▶ [Set problem] According to the walnut-cracking text, why is black walnut meat a premium food product that commands a relatively high price?

▶ [Reading text]
Method for cracking walnuts and recovery of nut meat therefrom

An improved method and apparatus for the cracking of walnuts (30) is provided, and particularly Eastern black walnuts, wherein the surfaces of the shells (32) of the walnuts (30) are first altered to present compression zone(s) (132, 134), and the walnuts (30) are then cracked by subjecting the shells (32) thereof to opposed compressive forces serving to crack the shells (32) while leaving nut meat kernels intact. Preferably, the walnut shells (32) are sanded adjacent the opposed upper and lower ends (34, 36) thereof to present the zones (132, 134), with subsequent compression cracking of the shells (32), leaving a substantial fraction of the internal nut meat intact.

BACKGROUND OF THE INVENTION 
1. Field of the Invention 
The present invention is broadly concerned with an improved method and 
apparatus for cracking of walnuts (especially Eastern black walnuts, 
Juglans nigra) and recovery of nut meat therefrom. More particularly, the 
invention is concerned with the method and apparatus which increases not 
only the gross yield of nut meat, but also gives appreciably more of 
valuable large nut meat kernels, as opposed to smaller, comminuted nut 
meat fragments. Broadly, the invention involves altering the surface 
configuration of walnut shells and thereafter cracking the surface-altered 
walnut shells by subjecting them to compressive forces; this serves to 
crack the hard walnut shells while leaving a greater proportion of the 
internal kernels intact. 
2. Description of the Prior Art 
Eastern black walnuts are an important food item in American society. Black 
walnut kernels contribute considerably to the flavors of candy, ice cream 
and bakery products. They can also serve as a dietary supplement which is 
rich in phosphorus, iron, and vitamins B.sub.1 and A. Accordingly, black 
walnut meat is a premium food product commanding a relatively high price. 
Black walnuts are one of the most difficult nuts to crack among all 
hard-shelled nuts. There are basically three directions from which 
compressive, cracking pressure can be applied: (1) end-to-end along the 
longitudinal axis; (2) side-to-side across the narrowest lateral 
dimension; and (3) side-to-side along the widest lateral dimension. 
However, black walnuts vary in size and the large number of species makes 
it difficult to uniformly treat and handle the nuts for maximum yield of 
meat. 
Cracking and shelling machines for black walnuts became available in about 
1935, but the industry did not become firmly established until about 1945. 
These machines generally include a pair of hard metallic cracking rolls 
which receive the walnuts and crack the shells thereof during passage 
between the rolls. Thereafter, the mixed cracked shells and nut meat 
kernels are passed through a series of rollers with saw-like teeth, which 
separate the nut meat from the shells. The nut kernels are then sorted and 
graded and are ready for packaging. 
A persistent problem with existing processing equipment is the relatively 
low yield of nut meat which can be obtained. Generally speaking, from 220 
pounds of black walnuts a commercial sheller may expect slightly more than 
15 pounds of saleable top grade kernels, giving a yield of about 7%. 
Current commercial yields of nut meat range from about 6.5-9.5% by weight 
wet basis, whereas the theoretical yield from black walnuts is 
approximately 21.5% by weight wet basis.

[Bounding-box records]
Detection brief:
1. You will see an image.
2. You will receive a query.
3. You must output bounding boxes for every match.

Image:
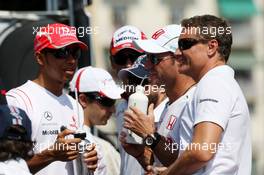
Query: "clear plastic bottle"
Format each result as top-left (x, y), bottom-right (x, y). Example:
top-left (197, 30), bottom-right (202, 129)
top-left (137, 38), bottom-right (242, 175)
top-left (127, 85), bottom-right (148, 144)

---

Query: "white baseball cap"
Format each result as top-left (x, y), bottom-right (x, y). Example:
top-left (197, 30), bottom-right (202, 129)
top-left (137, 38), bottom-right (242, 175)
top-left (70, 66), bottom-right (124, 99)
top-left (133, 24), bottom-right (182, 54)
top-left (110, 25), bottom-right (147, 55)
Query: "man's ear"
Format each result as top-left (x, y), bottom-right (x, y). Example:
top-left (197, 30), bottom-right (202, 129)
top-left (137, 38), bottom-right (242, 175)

* * *

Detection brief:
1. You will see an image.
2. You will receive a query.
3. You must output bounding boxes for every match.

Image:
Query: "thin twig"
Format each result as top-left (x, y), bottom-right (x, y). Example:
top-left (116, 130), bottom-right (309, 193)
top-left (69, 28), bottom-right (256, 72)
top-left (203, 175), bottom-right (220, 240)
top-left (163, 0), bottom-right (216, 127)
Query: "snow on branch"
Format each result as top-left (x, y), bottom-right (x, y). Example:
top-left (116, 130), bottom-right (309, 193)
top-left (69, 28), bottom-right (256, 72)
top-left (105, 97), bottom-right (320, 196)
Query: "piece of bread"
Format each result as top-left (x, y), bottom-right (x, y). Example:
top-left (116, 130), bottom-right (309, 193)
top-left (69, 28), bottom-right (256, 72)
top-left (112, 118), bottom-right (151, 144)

▶ [The solution] Black walnut kernels add considerably to the flavors of candy, ice cream and bakery products. They can also serve as a dietary supplement rich in phosphorus, iron, and vitamins B1 and A.